> [Problem details] Extract every line of the listing below and reproduce each one word for word, with no changes.
-- BEGIN Records for the exercise --
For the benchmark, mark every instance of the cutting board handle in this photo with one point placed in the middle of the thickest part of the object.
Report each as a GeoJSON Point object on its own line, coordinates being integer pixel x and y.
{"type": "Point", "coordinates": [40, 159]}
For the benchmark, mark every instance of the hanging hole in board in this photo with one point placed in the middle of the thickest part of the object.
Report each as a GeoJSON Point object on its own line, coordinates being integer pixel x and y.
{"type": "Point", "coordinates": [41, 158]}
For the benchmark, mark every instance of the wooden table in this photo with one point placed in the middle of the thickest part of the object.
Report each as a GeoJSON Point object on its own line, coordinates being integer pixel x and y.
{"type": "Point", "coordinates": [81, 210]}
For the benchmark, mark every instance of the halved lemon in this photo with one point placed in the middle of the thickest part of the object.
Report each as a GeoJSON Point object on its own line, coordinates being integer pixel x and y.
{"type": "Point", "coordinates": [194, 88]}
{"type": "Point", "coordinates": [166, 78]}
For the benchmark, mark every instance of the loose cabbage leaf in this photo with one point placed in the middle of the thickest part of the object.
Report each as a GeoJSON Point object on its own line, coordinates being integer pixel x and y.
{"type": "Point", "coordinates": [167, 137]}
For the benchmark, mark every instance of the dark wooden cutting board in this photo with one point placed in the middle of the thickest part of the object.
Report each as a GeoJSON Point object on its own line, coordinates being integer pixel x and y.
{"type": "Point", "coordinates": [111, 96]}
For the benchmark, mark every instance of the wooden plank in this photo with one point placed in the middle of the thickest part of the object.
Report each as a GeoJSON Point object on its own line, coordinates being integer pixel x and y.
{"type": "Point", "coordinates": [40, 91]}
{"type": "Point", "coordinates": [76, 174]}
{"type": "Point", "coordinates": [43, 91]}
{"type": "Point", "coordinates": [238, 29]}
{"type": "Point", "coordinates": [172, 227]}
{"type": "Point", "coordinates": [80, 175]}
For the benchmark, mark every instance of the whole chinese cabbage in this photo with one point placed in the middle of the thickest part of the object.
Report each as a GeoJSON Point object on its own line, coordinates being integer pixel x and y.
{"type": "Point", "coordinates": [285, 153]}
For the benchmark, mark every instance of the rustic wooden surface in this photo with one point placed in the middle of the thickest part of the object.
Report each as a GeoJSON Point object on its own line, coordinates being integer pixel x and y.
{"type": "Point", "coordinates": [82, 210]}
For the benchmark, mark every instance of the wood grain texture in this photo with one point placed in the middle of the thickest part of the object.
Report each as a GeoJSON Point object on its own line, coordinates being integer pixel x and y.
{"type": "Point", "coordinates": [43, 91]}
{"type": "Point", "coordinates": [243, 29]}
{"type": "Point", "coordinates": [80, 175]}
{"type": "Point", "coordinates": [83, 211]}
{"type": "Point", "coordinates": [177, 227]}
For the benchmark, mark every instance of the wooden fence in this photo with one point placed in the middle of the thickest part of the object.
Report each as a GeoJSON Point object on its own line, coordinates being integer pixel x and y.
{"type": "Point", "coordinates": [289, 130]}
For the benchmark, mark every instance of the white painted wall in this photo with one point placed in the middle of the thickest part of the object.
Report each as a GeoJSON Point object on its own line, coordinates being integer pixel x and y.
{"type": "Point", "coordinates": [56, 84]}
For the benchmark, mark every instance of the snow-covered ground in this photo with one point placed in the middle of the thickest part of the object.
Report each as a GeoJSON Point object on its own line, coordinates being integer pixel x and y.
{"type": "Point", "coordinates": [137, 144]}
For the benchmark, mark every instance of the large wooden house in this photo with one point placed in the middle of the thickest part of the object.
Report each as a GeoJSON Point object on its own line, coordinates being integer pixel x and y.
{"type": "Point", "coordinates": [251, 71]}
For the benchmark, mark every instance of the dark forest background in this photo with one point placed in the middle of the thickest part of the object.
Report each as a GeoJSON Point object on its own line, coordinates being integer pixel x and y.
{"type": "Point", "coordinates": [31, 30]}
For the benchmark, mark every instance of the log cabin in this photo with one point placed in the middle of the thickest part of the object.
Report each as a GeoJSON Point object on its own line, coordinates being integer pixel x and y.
-- END Records for the exercise --
> [Task solution]
For the benchmark, mark every instance of the cutting board handle in this photo with one point placed in the middle of the thickest part of the object.
Report each as a GeoJSON Point object on its own line, coordinates being integer pixel x and y.
{"type": "Point", "coordinates": [40, 159]}
For the benchmark, mark every instance of the hanging hole in board in this photo with one point placed in the middle of the thickest part of the object.
Report each as a GeoJSON Point object on its own line, coordinates being integer pixel x and y.
{"type": "Point", "coordinates": [41, 158]}
For the benchmark, mark every instance of the wooden table in this photo with one point placed in the middle of the thickest part of the object.
Report each as a GeoJSON Point object on its own line, coordinates being integer pixel x and y.
{"type": "Point", "coordinates": [81, 210]}
For the benchmark, mark every instance of the halved lemon in this photo with one point placed in the middle of the thickest part of the object.
Report each as a GeoJSON Point object on its own line, coordinates being integer pixel x and y.
{"type": "Point", "coordinates": [194, 88]}
{"type": "Point", "coordinates": [166, 78]}
For the benchmark, mark every instance of the loose cabbage leaf in this photo with one point placed in the middle of the thickest part of the object.
Report each as a GeoJSON Point object on its own line, coordinates being integer pixel x and y.
{"type": "Point", "coordinates": [167, 137]}
For the benchmark, mark every instance of the dark wooden cutting board in this photo with one point placed in the middle of the thickest part of the object.
Report each as a GeoJSON Point object on its own line, coordinates being integer pixel x and y.
{"type": "Point", "coordinates": [111, 96]}
For the benchmark, mark every instance of the wooden plank in this photo with one point placed in the middle of the thickest part of the object.
Report each as a GeoJSON Point object on its own line, coordinates being integer pixel x and y.
{"type": "Point", "coordinates": [40, 91]}
{"type": "Point", "coordinates": [76, 174]}
{"type": "Point", "coordinates": [43, 91]}
{"type": "Point", "coordinates": [238, 29]}
{"type": "Point", "coordinates": [172, 227]}
{"type": "Point", "coordinates": [80, 175]}
For the benchmark, mark every instance of the whole chinese cabbage in this photo with one point placed in the middle of the thickest part of the object.
Report each as a GeoJSON Point object on its own line, coordinates being integer pixel x and y.
{"type": "Point", "coordinates": [285, 153]}
For the benchmark, mark every instance of the rustic wooden surface in this photo with one point placed in the middle of the thickest part of the object.
Report each as a GeoJSON Point object on its own line, coordinates being integer pixel x and y.
{"type": "Point", "coordinates": [82, 210]}
For the benchmark, mark every instance of the wood grain texture in this photo with one point placed in the middle of the thickest part of the object.
Report each as a GeoJSON Point object on its own line, coordinates being integer pixel x and y.
{"type": "Point", "coordinates": [43, 91]}
{"type": "Point", "coordinates": [243, 29]}
{"type": "Point", "coordinates": [80, 175]}
{"type": "Point", "coordinates": [83, 211]}
{"type": "Point", "coordinates": [177, 227]}
For the benchmark, mark every instance of the wooden fence in this photo with one point placed in the middle of the thickest part of the object.
Report each as a GeoJSON Point object on its own line, coordinates being integer pixel x and y.
{"type": "Point", "coordinates": [289, 130]}
For the benchmark, mark every instance of the white painted wall in this photo with one point placed in the middle of the thickest part of the object.
Report each as a GeoJSON Point object on its own line, coordinates being integer pixel x and y.
{"type": "Point", "coordinates": [56, 84]}
For the benchmark, mark every instance of the snow-covered ground in this photo with one point placed in the middle of the thickest part of the object.
Report each as a GeoJSON Point object on its own line, coordinates being integer pixel x and y.
{"type": "Point", "coordinates": [137, 144]}
For the benchmark, mark every instance of the large wooden house in this photo with one point placed in the middle of the thickest part of the object.
Report each as a GeoJSON Point object on its own line, coordinates being integer pixel x and y.
{"type": "Point", "coordinates": [251, 71]}
For the benchmark, mark every instance of the dark forest background in this photo with one point placed in the middle of the thickest part of the object.
Report each as a GeoJSON Point object on its own line, coordinates being integer pixel x and y.
{"type": "Point", "coordinates": [31, 30]}
For the benchmark, mark every instance of the log cabin in this photo with one point placed in the middle of the thickest part of the object.
Report each as a GeoJSON Point object on its own line, coordinates being integer pixel x and y.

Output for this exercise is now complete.